##### Data excerpts #####

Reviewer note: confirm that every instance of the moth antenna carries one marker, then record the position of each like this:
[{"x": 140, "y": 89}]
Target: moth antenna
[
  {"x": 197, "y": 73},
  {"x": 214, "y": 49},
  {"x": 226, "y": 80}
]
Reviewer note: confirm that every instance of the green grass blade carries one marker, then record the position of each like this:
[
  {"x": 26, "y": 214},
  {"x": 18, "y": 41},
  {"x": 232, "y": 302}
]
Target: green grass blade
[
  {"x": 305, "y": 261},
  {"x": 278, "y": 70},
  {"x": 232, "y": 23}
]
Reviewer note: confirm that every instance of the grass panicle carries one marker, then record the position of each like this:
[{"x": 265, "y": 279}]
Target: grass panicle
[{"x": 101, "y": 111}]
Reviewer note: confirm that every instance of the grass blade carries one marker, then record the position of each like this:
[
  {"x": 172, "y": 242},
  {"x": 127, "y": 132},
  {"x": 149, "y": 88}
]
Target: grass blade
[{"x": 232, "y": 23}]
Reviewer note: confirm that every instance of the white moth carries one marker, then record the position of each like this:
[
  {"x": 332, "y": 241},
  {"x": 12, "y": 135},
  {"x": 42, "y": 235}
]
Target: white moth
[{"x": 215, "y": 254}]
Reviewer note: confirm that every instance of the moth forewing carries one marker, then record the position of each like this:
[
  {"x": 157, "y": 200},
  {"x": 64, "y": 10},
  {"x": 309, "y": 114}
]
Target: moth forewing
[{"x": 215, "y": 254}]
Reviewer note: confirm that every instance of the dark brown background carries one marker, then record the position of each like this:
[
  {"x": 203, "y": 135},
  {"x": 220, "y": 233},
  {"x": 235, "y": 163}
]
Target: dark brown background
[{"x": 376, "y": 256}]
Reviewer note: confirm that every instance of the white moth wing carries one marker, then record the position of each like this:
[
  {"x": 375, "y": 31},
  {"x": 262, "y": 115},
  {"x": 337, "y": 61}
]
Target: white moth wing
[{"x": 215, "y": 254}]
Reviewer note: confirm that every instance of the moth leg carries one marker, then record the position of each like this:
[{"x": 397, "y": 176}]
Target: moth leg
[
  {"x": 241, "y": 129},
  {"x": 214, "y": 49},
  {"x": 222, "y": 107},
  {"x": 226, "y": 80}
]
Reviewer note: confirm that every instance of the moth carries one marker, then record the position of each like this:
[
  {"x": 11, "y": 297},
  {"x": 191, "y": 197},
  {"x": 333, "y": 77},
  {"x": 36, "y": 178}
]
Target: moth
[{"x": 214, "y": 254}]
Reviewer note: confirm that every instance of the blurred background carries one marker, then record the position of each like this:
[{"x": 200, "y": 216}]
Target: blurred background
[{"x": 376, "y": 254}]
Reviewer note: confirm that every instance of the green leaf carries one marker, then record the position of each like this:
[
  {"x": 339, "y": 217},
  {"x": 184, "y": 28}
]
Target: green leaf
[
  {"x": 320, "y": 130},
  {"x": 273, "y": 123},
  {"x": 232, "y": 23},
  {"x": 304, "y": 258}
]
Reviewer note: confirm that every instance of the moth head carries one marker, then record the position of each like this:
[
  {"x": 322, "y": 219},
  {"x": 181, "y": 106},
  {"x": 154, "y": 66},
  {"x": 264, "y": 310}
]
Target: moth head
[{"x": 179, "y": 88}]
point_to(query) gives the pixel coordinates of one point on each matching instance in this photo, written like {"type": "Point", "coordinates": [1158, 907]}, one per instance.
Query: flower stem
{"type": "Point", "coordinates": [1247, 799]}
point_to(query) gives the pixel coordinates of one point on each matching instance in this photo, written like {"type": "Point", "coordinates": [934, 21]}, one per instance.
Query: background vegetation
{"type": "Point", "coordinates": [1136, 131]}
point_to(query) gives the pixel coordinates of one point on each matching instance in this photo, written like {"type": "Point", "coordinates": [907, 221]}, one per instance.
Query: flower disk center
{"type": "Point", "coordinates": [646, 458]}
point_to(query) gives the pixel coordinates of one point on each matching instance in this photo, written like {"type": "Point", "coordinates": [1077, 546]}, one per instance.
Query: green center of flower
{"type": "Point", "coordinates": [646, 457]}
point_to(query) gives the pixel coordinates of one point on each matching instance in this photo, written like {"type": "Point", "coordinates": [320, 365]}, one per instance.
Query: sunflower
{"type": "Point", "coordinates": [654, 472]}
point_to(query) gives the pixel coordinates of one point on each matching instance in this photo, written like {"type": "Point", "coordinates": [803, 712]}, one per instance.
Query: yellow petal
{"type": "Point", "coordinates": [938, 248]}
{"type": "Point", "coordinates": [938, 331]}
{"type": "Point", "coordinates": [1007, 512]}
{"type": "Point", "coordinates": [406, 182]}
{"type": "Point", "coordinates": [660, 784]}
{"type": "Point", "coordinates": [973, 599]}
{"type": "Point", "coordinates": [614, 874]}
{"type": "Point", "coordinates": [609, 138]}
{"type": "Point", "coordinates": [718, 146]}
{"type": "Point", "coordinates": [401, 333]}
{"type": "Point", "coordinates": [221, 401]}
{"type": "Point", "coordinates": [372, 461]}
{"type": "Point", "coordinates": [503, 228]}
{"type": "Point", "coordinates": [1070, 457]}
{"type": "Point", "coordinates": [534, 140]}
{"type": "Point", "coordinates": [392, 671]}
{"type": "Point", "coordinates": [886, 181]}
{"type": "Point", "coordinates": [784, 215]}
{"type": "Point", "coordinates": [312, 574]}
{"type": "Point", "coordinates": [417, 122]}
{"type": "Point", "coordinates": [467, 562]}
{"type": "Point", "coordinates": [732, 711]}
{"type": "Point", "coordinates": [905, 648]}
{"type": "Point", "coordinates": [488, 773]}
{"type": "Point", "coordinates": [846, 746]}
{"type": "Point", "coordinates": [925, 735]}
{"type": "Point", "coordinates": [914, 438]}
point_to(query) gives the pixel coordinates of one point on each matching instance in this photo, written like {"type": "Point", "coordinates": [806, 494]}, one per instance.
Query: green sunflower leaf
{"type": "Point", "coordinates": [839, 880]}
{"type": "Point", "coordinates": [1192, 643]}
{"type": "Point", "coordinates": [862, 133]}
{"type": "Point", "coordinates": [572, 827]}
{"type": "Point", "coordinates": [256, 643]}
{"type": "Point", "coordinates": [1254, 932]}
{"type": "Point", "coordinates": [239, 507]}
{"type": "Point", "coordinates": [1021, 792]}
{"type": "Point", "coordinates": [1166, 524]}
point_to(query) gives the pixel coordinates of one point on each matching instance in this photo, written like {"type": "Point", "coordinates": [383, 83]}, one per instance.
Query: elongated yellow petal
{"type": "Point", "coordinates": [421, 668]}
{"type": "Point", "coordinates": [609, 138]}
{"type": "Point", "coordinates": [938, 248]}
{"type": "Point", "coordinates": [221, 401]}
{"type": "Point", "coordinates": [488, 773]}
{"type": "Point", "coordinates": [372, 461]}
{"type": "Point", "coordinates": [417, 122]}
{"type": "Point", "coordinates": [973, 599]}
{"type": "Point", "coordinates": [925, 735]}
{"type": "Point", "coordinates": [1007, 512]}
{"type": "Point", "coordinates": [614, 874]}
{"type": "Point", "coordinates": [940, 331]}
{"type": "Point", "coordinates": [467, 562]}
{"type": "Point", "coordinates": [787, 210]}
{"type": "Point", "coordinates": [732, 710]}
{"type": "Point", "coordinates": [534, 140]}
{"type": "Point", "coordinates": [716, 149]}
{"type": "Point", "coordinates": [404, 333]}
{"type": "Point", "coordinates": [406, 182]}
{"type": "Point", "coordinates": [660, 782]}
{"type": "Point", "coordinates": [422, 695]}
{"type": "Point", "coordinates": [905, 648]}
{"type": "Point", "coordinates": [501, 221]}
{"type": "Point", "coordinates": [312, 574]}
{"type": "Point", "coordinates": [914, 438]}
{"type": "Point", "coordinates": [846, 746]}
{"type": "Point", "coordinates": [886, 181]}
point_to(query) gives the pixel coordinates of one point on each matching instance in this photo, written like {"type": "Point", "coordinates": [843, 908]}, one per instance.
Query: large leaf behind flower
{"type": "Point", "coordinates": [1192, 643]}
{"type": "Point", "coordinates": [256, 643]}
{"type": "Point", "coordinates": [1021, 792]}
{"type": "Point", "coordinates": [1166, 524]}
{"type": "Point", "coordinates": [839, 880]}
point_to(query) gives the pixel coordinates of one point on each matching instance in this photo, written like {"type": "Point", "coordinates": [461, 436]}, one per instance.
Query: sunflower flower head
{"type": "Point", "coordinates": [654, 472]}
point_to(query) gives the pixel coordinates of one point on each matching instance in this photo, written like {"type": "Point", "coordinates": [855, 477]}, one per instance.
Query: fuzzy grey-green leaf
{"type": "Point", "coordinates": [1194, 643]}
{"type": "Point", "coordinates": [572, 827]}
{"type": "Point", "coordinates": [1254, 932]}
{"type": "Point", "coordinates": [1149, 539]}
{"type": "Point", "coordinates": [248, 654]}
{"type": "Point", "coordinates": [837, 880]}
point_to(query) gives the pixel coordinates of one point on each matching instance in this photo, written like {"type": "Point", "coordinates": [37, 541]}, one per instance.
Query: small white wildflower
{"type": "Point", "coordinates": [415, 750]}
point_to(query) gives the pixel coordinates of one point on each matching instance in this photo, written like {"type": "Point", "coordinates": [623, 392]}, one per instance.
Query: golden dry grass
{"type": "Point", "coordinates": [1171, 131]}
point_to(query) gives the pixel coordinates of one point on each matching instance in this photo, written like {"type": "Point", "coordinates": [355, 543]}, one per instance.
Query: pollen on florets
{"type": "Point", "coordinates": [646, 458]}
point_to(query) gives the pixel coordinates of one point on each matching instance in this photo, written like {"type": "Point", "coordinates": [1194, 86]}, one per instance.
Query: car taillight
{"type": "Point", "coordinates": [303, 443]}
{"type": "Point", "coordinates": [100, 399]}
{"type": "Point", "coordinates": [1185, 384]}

#####

Aim — Select and copy each line of the items that contains the string "center", matching case exactly.

Solution to the exercise —
Query: flower disk center
Query: green center of flower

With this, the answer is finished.